*SET TASK*
Reproduce every one of the rows below verbatim, without altering any line.
# start of DATASET CONTENT
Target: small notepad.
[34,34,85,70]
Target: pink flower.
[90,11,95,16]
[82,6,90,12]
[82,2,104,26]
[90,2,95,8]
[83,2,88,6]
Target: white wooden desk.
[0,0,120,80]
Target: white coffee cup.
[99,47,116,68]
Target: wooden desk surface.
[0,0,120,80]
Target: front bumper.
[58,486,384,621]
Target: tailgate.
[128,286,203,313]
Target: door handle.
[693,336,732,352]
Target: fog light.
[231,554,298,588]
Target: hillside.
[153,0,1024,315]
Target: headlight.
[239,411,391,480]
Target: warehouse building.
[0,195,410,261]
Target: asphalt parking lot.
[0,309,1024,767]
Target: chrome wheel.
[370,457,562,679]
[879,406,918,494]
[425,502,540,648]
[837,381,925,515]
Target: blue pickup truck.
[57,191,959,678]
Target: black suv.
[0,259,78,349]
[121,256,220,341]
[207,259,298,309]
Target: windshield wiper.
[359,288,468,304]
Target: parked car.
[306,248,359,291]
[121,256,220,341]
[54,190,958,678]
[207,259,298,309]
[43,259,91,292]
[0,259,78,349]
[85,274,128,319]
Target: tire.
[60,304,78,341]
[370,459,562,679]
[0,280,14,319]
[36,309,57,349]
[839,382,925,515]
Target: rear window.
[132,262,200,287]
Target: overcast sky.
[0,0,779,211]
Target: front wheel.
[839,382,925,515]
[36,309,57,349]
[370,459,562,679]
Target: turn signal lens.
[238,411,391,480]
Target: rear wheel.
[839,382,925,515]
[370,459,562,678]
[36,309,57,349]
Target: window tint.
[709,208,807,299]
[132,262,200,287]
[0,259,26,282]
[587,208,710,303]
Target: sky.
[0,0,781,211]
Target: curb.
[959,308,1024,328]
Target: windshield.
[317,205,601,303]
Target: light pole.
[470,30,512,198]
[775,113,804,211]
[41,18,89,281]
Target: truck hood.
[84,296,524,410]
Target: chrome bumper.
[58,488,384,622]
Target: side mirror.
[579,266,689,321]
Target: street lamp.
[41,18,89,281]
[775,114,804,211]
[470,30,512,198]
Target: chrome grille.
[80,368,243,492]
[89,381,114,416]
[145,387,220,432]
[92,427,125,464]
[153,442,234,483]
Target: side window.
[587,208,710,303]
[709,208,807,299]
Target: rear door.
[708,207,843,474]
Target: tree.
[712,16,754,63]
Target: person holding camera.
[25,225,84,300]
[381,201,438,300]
# end of DATASET CONTENT
*FULL SOLUTION*
Target: small notepad.
[34,34,85,70]
Target: pink flower.
[90,11,95,16]
[82,6,90,12]
[82,2,104,26]
[90,2,95,8]
[83,2,88,6]
Target: white wooden desk.
[0,0,120,80]
Target: white coffee cup.
[99,47,116,68]
Target: wooden desk surface.
[0,0,120,80]
Target: front bumper.
[58,486,384,621]
Target: tailgate.
[128,286,203,313]
Target: door handle.
[693,336,732,352]
Target: fog light.
[231,554,298,588]
Target: hillside.
[153,0,1024,315]
Target: headlight.
[239,411,391,480]
Target: warehouse building.
[0,195,410,261]
Target: asphalt parking lot.
[0,309,1024,767]
Target: chrome wheel.
[370,457,562,679]
[879,406,918,494]
[425,502,540,648]
[837,381,925,515]
Target: blue pickup truck.
[57,191,959,678]
Target: black suv.
[0,259,78,349]
[121,256,220,341]
[207,259,298,309]
Target: windshield wiper.
[359,288,468,304]
Target: parked car.
[306,248,359,291]
[121,256,220,341]
[54,190,958,678]
[207,259,298,309]
[43,259,91,292]
[0,259,78,349]
[85,274,128,319]
Target: tire.
[60,304,78,341]
[370,459,562,679]
[0,280,14,319]
[36,309,57,349]
[839,382,925,515]
Target: rear window.
[132,262,200,287]
Target: overcast sky.
[0,0,779,211]
Target: front wheel.
[839,382,925,515]
[36,309,57,349]
[370,459,562,679]
Target: turn signal lens.
[238,411,391,480]
Target: rear wheel.
[839,382,925,515]
[370,459,562,678]
[36,309,57,349]
Target: window tint.
[709,208,807,299]
[132,262,200,287]
[0,259,26,282]
[587,208,710,303]
Target: sky.
[0,0,781,211]
Target: curb.
[959,308,1024,328]
Target: windshield.
[317,205,601,303]
Target: light pole.
[470,30,512,198]
[775,113,804,211]
[41,18,89,281]
Target: truck hood.
[84,296,524,410]
Target: chrome bumper.
[58,488,384,622]
Target: side mirror.
[579,266,689,321]
Target: street lamp.
[41,18,89,281]
[775,114,804,211]
[470,30,512,198]
Target: chrome grille.
[80,368,243,492]
[89,381,114,416]
[145,387,220,432]
[92,427,125,464]
[153,442,234,483]
Target: side window.
[587,208,710,303]
[709,208,807,299]
Target: rear door.
[708,207,843,474]
Target: tree.
[712,16,754,63]
Target: person holding camera.
[25,225,84,300]
[381,201,438,300]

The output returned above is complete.